[TASK GOAL] Once you have checked the records that follow, state how many of their lines hold "water", giving the number only.

Dataset entries:

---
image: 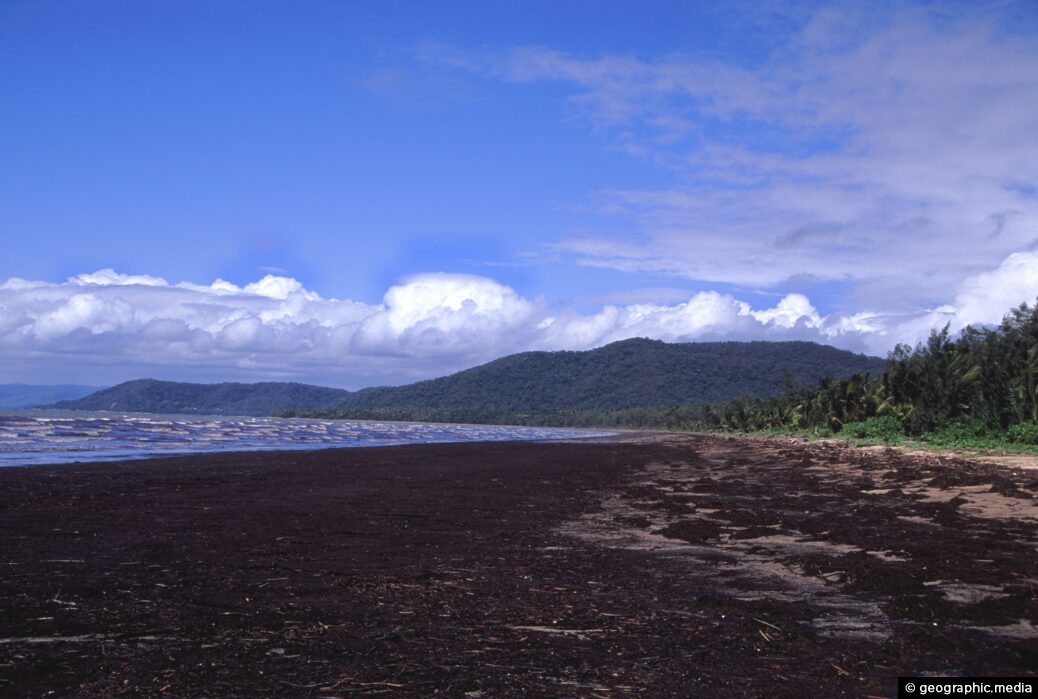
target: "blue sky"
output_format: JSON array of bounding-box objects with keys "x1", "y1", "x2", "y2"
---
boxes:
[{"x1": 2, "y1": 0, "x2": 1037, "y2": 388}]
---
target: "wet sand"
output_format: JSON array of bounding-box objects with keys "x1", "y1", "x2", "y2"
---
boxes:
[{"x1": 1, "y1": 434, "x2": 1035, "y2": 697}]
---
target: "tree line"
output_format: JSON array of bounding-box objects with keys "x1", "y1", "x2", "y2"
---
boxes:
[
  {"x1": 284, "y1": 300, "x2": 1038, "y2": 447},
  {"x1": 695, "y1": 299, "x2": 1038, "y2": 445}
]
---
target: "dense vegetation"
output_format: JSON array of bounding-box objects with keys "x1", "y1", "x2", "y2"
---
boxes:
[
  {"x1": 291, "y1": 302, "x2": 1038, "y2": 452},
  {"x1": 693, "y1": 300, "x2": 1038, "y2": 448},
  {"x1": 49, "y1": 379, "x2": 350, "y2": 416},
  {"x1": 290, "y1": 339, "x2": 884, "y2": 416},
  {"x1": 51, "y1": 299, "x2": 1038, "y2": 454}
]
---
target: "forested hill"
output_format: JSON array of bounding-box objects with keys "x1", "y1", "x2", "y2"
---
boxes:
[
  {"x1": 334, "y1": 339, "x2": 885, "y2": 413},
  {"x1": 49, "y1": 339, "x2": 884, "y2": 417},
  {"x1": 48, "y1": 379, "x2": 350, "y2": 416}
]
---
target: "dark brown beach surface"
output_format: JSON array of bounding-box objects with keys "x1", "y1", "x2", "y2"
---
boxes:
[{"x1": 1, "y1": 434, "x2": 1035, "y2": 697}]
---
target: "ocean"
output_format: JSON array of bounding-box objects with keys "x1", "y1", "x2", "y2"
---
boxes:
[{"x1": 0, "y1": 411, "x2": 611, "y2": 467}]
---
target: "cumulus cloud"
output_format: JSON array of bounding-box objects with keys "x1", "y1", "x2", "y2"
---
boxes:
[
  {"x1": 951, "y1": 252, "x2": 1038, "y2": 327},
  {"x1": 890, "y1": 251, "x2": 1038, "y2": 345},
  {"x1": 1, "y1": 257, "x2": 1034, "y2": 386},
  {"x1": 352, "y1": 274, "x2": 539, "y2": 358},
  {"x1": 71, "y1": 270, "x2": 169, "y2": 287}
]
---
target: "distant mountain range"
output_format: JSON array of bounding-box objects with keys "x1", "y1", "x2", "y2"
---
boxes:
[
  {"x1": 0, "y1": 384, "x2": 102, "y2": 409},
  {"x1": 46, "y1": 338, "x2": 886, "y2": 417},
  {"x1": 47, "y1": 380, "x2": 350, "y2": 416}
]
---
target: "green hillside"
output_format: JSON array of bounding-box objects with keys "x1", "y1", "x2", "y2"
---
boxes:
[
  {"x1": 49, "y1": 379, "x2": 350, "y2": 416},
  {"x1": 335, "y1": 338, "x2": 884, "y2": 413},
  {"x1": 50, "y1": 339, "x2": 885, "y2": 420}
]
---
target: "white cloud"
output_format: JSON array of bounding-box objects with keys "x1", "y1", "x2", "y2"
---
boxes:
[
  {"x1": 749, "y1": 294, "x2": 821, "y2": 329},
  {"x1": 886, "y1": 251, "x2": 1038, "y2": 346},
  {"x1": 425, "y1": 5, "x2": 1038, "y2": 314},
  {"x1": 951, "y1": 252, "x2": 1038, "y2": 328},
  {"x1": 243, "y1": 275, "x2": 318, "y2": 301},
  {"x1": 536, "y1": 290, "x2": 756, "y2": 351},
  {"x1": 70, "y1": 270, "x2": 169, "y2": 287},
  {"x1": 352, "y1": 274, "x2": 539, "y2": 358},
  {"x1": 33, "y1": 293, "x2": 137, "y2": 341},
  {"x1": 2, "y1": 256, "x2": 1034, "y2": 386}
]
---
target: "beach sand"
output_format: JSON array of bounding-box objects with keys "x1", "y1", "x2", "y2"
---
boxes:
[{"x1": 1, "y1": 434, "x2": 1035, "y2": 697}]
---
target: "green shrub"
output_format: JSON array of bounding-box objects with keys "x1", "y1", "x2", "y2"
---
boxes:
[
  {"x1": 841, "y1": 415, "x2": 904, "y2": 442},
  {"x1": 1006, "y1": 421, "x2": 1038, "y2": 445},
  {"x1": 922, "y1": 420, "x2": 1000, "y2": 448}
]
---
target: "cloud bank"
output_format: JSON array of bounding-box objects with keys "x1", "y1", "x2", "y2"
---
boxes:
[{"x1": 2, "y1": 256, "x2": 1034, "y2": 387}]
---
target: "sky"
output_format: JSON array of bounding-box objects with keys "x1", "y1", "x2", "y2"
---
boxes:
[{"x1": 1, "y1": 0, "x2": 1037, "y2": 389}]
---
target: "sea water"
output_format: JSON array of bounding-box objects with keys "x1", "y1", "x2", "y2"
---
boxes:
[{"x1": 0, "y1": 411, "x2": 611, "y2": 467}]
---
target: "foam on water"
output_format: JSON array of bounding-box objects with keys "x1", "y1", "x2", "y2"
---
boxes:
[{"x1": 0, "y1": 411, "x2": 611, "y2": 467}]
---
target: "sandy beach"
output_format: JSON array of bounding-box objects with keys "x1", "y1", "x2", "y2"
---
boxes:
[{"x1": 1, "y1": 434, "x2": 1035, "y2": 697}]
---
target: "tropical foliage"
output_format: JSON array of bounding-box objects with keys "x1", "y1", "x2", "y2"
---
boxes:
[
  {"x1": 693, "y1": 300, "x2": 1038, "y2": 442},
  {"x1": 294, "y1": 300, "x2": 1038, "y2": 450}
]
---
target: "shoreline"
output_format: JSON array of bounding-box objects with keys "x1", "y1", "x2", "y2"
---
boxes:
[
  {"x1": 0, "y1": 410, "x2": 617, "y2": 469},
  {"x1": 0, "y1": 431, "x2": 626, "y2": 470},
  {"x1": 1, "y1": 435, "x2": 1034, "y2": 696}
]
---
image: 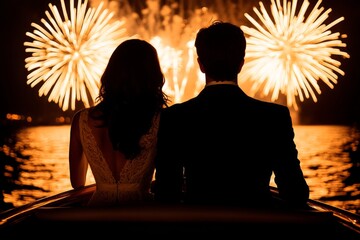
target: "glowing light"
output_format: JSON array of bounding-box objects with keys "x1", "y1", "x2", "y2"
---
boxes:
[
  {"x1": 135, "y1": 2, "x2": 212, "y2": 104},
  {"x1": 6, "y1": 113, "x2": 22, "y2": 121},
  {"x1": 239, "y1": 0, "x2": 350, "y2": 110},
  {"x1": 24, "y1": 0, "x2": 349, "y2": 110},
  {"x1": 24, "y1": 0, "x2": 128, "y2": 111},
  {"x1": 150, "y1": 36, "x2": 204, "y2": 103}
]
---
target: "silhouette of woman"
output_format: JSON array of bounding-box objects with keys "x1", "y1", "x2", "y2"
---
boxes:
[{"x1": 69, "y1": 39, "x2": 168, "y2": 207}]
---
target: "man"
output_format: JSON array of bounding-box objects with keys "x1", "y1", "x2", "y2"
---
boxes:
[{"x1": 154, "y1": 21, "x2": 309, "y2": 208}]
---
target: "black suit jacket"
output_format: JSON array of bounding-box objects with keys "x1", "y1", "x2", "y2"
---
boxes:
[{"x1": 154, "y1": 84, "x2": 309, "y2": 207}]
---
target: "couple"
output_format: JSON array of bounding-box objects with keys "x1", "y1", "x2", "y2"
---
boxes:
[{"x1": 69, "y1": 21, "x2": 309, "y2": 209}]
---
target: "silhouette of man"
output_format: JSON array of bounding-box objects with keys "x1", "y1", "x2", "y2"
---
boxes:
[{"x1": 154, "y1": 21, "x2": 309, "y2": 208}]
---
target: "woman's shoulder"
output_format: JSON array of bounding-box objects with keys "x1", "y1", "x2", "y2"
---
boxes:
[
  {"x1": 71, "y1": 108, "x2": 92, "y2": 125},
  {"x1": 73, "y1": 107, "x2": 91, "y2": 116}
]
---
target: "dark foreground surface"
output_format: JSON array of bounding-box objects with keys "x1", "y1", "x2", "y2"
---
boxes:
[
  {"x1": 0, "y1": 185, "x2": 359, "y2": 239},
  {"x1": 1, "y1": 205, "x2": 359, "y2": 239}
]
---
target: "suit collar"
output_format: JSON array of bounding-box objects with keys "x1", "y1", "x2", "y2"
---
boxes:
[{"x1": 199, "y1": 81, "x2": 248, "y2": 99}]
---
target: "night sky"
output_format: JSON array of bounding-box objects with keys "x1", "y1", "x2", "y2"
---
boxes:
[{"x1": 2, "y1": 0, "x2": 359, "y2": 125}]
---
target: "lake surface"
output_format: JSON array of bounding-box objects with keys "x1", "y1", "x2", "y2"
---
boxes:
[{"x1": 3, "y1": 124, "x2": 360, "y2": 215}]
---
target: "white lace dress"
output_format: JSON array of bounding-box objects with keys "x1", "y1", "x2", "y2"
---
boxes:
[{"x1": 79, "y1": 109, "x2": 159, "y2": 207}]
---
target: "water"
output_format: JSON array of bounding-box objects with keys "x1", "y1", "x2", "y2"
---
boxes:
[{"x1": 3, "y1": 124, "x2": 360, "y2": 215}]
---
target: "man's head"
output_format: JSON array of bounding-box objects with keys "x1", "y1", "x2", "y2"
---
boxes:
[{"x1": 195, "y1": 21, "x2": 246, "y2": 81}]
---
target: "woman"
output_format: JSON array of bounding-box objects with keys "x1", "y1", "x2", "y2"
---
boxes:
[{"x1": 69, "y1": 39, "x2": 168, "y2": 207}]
--
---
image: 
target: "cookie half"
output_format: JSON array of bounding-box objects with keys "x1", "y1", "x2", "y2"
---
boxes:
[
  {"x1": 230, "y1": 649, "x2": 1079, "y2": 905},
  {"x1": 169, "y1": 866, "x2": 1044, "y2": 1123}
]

[TASK SOLUTION] 3